__What to work on__: Edit the records starting with the line that contains "Indicate a point on each instance of the blue" and going on through the line that contains "[(87, 263)]", and give those lines again with "wicker" replaced by "rattan" and everything else unchanged.

__Available data__:

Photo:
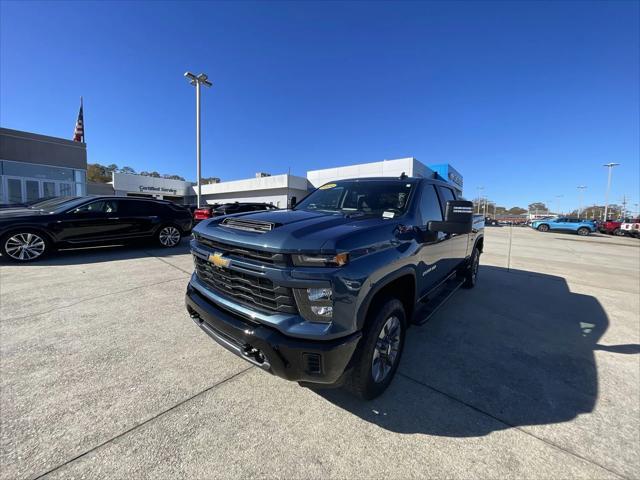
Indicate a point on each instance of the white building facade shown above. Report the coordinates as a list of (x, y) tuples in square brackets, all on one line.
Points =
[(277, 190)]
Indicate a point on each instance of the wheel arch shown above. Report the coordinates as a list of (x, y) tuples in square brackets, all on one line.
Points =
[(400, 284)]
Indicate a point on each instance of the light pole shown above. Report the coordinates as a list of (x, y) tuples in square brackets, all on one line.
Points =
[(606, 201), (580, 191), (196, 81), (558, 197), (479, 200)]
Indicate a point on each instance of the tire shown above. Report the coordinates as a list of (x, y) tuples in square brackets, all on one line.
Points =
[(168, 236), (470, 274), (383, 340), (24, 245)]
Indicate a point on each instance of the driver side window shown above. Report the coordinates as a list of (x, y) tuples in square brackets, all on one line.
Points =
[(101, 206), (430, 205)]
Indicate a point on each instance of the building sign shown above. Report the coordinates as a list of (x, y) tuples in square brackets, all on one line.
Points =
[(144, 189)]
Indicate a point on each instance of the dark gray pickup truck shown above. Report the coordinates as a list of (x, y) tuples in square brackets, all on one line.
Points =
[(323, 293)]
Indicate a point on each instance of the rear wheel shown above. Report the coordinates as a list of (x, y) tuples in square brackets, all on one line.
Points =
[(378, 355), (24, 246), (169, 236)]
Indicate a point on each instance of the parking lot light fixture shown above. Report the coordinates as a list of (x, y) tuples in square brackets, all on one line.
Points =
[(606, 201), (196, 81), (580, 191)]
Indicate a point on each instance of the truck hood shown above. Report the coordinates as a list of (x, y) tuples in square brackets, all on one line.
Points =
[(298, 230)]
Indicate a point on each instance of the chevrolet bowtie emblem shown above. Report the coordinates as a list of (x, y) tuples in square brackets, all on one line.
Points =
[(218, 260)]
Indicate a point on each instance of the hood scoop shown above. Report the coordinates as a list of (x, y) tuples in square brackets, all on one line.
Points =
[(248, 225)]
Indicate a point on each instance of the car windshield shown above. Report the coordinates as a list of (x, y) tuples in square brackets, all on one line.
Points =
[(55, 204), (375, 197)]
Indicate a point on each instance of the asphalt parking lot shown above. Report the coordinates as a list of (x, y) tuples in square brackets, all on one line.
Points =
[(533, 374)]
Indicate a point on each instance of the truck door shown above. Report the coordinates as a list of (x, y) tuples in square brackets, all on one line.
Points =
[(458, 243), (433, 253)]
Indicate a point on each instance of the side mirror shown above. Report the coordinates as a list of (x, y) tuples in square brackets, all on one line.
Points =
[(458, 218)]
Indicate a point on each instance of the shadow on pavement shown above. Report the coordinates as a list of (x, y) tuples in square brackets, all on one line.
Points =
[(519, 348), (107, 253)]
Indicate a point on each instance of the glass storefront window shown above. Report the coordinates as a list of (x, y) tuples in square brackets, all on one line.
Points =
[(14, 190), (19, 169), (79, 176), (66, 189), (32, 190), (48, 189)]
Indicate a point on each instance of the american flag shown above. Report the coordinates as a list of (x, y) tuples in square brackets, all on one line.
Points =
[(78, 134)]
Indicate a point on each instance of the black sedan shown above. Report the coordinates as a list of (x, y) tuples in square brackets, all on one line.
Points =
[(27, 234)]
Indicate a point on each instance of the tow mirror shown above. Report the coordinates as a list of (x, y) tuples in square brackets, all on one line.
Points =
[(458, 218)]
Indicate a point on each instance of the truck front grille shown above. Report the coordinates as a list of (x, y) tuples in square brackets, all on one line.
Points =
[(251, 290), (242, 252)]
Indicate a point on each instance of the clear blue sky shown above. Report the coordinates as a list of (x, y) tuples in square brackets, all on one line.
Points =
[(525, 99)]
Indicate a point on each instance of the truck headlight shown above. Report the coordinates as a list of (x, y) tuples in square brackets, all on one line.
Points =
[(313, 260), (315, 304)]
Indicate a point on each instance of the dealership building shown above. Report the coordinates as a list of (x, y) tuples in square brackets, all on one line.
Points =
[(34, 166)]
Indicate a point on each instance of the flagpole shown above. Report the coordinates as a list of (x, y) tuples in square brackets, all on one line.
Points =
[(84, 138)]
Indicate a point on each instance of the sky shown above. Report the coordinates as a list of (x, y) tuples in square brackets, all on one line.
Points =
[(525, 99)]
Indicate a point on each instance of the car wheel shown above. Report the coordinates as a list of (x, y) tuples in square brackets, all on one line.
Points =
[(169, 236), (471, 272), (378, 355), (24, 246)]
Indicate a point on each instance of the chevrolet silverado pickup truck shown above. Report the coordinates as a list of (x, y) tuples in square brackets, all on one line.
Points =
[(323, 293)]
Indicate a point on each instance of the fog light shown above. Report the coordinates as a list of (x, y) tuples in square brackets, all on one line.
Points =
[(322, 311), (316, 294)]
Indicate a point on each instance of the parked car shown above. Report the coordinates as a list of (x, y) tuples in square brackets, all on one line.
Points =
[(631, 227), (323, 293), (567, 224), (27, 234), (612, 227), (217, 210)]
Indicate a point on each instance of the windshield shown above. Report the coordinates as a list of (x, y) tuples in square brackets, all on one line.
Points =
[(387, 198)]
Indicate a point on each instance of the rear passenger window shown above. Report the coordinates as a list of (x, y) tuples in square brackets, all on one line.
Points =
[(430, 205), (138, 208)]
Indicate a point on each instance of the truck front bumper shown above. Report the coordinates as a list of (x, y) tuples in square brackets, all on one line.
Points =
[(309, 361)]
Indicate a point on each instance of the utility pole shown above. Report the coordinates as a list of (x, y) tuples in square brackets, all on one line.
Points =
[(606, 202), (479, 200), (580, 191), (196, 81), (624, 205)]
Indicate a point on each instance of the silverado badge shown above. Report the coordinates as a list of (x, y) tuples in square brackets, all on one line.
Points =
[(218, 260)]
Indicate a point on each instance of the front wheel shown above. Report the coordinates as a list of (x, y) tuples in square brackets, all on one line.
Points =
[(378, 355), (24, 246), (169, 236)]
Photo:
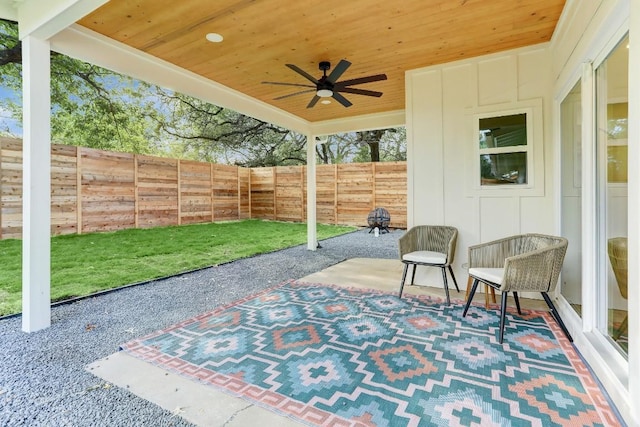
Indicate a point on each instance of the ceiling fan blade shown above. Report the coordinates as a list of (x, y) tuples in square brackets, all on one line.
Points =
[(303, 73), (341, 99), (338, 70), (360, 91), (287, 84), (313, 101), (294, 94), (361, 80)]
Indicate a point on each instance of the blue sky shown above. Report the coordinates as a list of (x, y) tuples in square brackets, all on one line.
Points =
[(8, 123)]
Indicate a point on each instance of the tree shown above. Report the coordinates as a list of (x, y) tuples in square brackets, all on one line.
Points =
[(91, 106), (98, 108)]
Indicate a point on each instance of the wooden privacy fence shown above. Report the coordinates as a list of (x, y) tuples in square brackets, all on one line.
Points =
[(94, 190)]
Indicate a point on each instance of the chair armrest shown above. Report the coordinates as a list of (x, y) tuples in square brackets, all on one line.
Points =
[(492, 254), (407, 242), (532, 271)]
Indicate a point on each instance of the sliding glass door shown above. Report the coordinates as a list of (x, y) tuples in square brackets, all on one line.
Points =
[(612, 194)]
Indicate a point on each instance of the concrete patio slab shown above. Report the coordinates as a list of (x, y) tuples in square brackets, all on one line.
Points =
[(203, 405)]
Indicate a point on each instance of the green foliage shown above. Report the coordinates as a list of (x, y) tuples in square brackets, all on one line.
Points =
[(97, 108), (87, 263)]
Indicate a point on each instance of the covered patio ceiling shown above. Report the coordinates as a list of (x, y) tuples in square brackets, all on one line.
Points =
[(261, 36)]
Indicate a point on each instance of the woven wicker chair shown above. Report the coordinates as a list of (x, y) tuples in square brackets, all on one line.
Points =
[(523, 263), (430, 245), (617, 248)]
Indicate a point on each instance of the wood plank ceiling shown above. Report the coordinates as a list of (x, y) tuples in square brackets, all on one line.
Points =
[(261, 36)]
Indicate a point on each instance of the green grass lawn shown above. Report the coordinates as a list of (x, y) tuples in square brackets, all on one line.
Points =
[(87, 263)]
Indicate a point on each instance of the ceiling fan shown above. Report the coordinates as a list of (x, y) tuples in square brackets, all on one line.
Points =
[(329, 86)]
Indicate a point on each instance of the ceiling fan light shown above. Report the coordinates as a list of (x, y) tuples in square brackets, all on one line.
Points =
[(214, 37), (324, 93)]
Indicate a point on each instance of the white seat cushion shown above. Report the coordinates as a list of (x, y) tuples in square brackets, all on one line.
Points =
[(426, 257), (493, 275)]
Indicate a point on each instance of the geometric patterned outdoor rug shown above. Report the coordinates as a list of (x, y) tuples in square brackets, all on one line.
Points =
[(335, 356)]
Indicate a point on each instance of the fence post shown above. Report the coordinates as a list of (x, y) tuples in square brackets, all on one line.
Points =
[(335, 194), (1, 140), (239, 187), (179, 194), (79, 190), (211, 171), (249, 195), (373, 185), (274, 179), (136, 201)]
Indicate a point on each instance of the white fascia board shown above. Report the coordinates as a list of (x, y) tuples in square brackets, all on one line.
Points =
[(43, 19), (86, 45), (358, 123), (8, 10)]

__Solution__:
Indicate a point on each instance of the blue sky shown above. Report the coordinates as a list of (x, y) tuples in square brackets, all on one line.
Points =
[(8, 123)]
Indicate a point on each instance of the tree shown above. Report the coordinates as a list of (x, y) tuples in square brackets, all on one line.
Points =
[(91, 106), (98, 108)]
Indicate a point on each instance of the wooden privacy fence shown above. Report the coordinates as a list of (x, y) tuples in square brackets, all on one line.
Points =
[(94, 190)]
Indicate a point on each instance of the chair armrest shown above. Report the coordinates as a list of (x, y) tuples in square brackets, all on one line.
Points =
[(492, 254), (407, 242), (532, 271)]
Indicate a point on each instance of the sliding glass door shown above. Report the coordinates as a list of (x, y) tuples in square brackets, all on one line.
Points =
[(612, 194)]
Indicate a point on each instance of the concrete patio slab shown above. Report the coordinates as a list of (x, y) tuples in square brackets, all on one line.
Points =
[(203, 405)]
Indicate a point on each instance of the green foliage shown above. Report the coordinates as a list of (x, y) tuples in square brackets, all on one line.
Points =
[(97, 108), (87, 263)]
Indicate a point on each instance of the covered patio ceiling shown above. Report the coordinates as a list of (x, y) tuples in square brackets, all on one line.
Points =
[(261, 36)]
Indicate a point on each instance of the woven rattan chair shown above. Report the coordinates as a list of (x, y) tuples in square brackets, all on one line.
Points =
[(523, 263), (430, 245), (617, 248)]
Indicate a point on each instance of the wood plank ceiling shown above. Report the coordinates as a list of (x, y) tuples in square brackets, all on one line.
Points =
[(261, 36)]
Indicate a point on each instance of the green grass lawn shown above. Report the coordinates as a list of (x, y) tuples in square brackets, all on one line.
Points =
[(87, 263)]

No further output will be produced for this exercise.